■ **Task prompt**: Filter the data below and copy out, verbatim, every line that contains the string "tree".

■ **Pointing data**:
....

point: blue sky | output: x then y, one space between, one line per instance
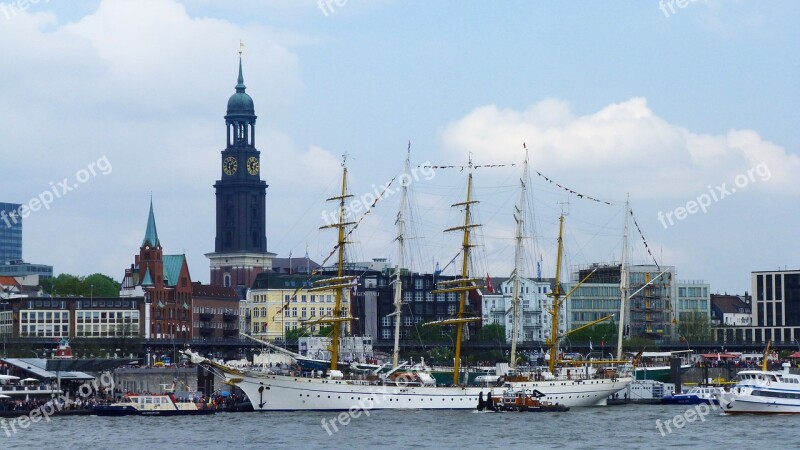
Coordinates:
612 97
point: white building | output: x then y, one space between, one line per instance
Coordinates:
534 321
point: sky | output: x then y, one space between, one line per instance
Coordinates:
688 111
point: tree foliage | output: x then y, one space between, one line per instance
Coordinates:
94 285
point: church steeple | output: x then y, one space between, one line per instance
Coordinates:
240 246
151 234
240 87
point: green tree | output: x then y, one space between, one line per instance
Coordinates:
494 332
94 285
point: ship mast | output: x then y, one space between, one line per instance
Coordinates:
463 285
340 282
556 294
398 281
519 215
623 282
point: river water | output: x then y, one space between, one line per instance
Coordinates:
625 426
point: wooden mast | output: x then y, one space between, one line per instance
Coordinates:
463 285
340 282
556 294
398 281
519 216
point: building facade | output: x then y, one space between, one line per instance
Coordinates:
650 310
373 306
775 310
240 247
534 321
165 284
10 233
280 303
215 311
76 317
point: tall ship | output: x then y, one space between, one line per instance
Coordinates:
404 387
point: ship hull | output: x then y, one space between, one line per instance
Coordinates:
751 404
284 393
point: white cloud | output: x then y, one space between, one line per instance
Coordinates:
627 142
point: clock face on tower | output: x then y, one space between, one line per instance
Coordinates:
229 165
252 165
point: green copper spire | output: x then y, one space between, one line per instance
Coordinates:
151 235
240 87
147 280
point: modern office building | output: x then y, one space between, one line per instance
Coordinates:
10 233
650 309
775 310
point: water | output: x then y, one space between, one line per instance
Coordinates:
629 426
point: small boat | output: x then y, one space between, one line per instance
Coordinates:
694 396
519 400
763 392
152 405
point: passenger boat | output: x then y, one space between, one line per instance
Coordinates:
694 396
763 392
152 405
519 400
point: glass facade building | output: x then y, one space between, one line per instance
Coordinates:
10 233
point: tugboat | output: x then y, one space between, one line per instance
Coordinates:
521 400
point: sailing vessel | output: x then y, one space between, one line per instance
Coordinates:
400 388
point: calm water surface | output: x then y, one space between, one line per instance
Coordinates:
630 426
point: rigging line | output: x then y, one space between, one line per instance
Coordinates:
550 180
647 247
470 166
335 248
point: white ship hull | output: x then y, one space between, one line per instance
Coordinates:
763 392
749 404
286 393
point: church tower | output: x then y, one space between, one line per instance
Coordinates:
240 246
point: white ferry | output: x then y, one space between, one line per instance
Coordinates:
152 405
763 392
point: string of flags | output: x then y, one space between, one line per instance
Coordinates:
573 192
647 247
470 166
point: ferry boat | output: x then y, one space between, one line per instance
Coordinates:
694 396
152 405
763 392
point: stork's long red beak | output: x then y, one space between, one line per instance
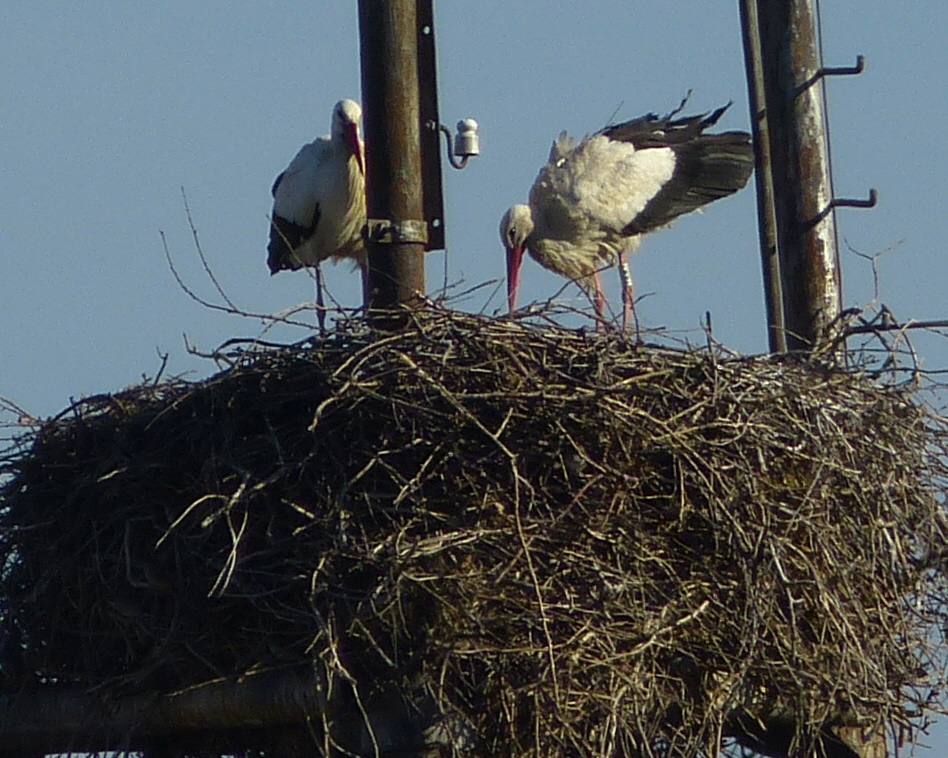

....

■ **Solution to this task**:
point: tree foliage | output: x then y, one space between, one line per instance
point: green tree | output: x then y, one space between, one line per instance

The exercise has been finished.